START Working data

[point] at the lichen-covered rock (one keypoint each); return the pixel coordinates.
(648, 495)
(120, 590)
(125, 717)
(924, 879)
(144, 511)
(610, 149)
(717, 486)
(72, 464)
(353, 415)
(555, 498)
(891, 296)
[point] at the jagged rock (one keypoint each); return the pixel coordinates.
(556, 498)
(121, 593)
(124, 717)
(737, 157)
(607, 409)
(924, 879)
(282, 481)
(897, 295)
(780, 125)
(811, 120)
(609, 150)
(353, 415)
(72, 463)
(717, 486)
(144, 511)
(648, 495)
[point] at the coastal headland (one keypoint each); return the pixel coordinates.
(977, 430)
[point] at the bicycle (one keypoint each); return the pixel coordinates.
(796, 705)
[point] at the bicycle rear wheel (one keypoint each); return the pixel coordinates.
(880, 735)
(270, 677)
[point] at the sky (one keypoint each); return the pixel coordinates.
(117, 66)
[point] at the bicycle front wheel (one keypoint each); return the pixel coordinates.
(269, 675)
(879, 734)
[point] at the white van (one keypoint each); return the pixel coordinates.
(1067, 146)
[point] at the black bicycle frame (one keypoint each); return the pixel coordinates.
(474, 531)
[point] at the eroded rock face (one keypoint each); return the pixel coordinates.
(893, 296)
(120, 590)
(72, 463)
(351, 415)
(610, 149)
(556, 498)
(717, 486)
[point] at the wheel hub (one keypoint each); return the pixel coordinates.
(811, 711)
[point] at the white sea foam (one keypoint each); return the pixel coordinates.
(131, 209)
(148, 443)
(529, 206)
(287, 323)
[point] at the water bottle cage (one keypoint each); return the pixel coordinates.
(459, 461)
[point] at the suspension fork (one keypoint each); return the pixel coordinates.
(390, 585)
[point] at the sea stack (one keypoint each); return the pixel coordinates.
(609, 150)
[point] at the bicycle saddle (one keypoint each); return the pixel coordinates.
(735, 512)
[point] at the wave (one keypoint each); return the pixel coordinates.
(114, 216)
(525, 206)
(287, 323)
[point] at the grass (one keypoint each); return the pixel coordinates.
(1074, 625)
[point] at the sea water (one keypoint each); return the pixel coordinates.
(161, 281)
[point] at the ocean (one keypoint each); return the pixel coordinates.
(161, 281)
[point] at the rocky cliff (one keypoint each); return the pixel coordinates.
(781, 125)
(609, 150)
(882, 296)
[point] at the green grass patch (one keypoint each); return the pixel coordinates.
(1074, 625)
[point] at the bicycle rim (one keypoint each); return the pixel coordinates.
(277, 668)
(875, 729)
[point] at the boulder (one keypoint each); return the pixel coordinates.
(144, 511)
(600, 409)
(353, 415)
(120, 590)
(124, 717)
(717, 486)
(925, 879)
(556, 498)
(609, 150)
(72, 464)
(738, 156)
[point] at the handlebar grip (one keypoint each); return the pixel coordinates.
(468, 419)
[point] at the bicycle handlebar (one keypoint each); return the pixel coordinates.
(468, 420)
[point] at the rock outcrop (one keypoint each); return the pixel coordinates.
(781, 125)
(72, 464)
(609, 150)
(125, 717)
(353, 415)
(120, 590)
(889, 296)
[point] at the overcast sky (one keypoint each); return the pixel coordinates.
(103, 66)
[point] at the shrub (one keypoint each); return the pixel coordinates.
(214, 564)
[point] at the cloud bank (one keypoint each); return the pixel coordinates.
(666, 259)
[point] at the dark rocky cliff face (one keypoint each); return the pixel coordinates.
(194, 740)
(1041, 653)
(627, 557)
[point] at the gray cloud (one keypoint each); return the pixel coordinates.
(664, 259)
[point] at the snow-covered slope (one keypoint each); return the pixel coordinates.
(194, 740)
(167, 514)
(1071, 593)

END Working data

• [What is required]: Would you please copy out every line of the data exactly?

• [Exercise response]:
[point] at the lichen-covered rock (one keypoint each); return the pixel coordinates.
(648, 495)
(120, 590)
(125, 717)
(924, 879)
(144, 511)
(610, 149)
(717, 486)
(72, 464)
(353, 415)
(555, 498)
(891, 296)
[point] at the jagged rock (one keypoint each); return the pixel coordinates.
(556, 498)
(121, 593)
(124, 717)
(737, 157)
(607, 409)
(924, 879)
(282, 481)
(897, 295)
(780, 125)
(811, 120)
(609, 150)
(353, 415)
(72, 463)
(717, 486)
(144, 511)
(648, 495)
[point] at the coastal headland (one keypoint each); return the pixel coordinates.
(977, 430)
[point] at the bicycle (one keypoint each); return the pixel coordinates.
(796, 705)
[point] at the bicycle rear wheel (one keypoint each); return the pixel coordinates.
(880, 735)
(270, 677)
[point] at the sky (one keypoint each); return the pixel coordinates.
(117, 66)
[point] at the bicycle front wheel (one keypoint each); return the pixel coordinates.
(269, 675)
(879, 734)
[point] at the white van (one keypoint each); return the pixel coordinates.
(1067, 146)
[point] at the black bicycle frame (one keypoint each); return the pixel coordinates.
(474, 531)
[point] at the eroded rock face (one keypoint each); return the pixel coordinates.
(893, 296)
(120, 590)
(72, 463)
(351, 415)
(610, 149)
(556, 498)
(717, 486)
[point] at the wheel hub (one keypoint each); return the pixel coordinates.
(811, 711)
[point] at the white sea foam (one keypoint each); return the pixel coordinates.
(131, 209)
(148, 443)
(529, 206)
(287, 323)
[point] at the water bottle cage (one keypoint each); return the pixel coordinates.
(459, 461)
[point] at the suspension fork (one keypoint each); return the pixel coordinates.
(390, 585)
[point] at the sea stack (one keypoint each); return the pixel coordinates.
(609, 150)
[point] at the bicycle saddle (one keypoint each); return the pixel coordinates.
(735, 512)
[point] at the wave (one keypoint each); return the pixel coordinates.
(114, 216)
(525, 206)
(287, 323)
[point] at the grass (one keypoint each); return the pixel coordinates.
(1074, 625)
[point] at the sea water (one keypoint each); return the pixel coordinates.
(161, 281)
[point] at the ocean (one keypoint each); return the pixel coordinates.
(161, 281)
[point] at the rocky cliff (one keypoint each); return the pixel coordinates.
(781, 125)
(609, 150)
(882, 296)
[point] at the green grass patch (one keypoint each); return the pixel coordinates.
(1074, 625)
[point] at the bicycle rim (one keypoint each); return the pixel coordinates.
(277, 668)
(875, 729)
[point] at the boulder (one keypoint each); return the pixel coordinates.
(144, 511)
(600, 409)
(353, 415)
(120, 590)
(124, 717)
(717, 486)
(925, 879)
(556, 498)
(609, 150)
(72, 464)
(738, 156)
[point] at the handlebar grip (one keypoint each); return the pixel coordinates.
(468, 419)
[point] at the bicycle handlebar (one keypoint each); return the pixel coordinates.
(468, 420)
[point] at the rock outcrop (one keypoint each); return the pixel coordinates.
(781, 125)
(72, 464)
(609, 150)
(125, 717)
(353, 415)
(120, 590)
(889, 296)
[point] at the overcast sky (one keypoint each); return the pixel coordinates.
(103, 66)
[point] at the shrub (one keypoint each); return the pixel coordinates.
(214, 564)
[point] at the cloud bank (one keypoint each); return the pixel coordinates.
(666, 259)
[point] at the dark rocky cliff face (one keypoint each); return the pixel coordinates.
(194, 740)
(1041, 653)
(627, 557)
[point] at the gray cloud (one keypoint each); return the pixel coordinates.
(664, 259)
[point] at the snow-covered slope (one keypoint each); return the pixel coordinates.
(194, 740)
(167, 514)
(1071, 593)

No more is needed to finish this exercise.